This fantastical story may seem far fetched. It may be true that famous WW2 fighter panels are suddenly worth a lot of money. Let’s get together and knock a few up ! Oh the bits and pieces we walked past in our yesterdays or stupidly gave away for just a smile and a doughnut ! I’m going to knock a few famous WW2 fighter panels up, once I have worked out how to check for ethanol in fuel.
Something like this but you would need to get your crankshaft (US or UK made?) analyzed for a definite answer. Generally class SAE 33XX, nickel chromium steel alloy, in the case of Merlin, nitrided.
Voice from the past
Letter from pilot familiar with service use of Kestrels indicating careful handling was a key then and probably now. Another thought is that an engine designed for 87 octane fuel running on 100 octane fuel may be exhausting unburnt fuel which acts to keep engine cooler.
Materials
Just looking at the colour of Maxim’s light, the circular retaining band has more copper, probably a higher strength material. Brass was subject to ‘season cracking’ under stress, maybe they chose a more ductile copper rich material for the band. If you are going to the effort of making these lights as authentic reproductions, I would subscribe to build numbers. In aggregate we could probably afford some decent tooling to make decent pieces, including cast glass.
The threaded components require a rotating tool, like modern plastic injection molding of jar lids or soft drink caps. An interesting thing to make. I wonder if the thread is some Jurassic era once off.

Dataset section ▸
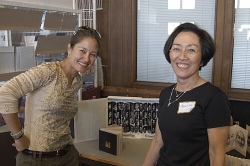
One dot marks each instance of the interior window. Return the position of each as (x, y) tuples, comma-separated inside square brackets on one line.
[(156, 20)]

What you are asked to do ▸ In the passage on WW2 aircraft parts, what class of steel is generally used for crankshafts?

Final result ▸ SAE 33XX nickel chromium steel alloy, nitrided in the case of the Merlin.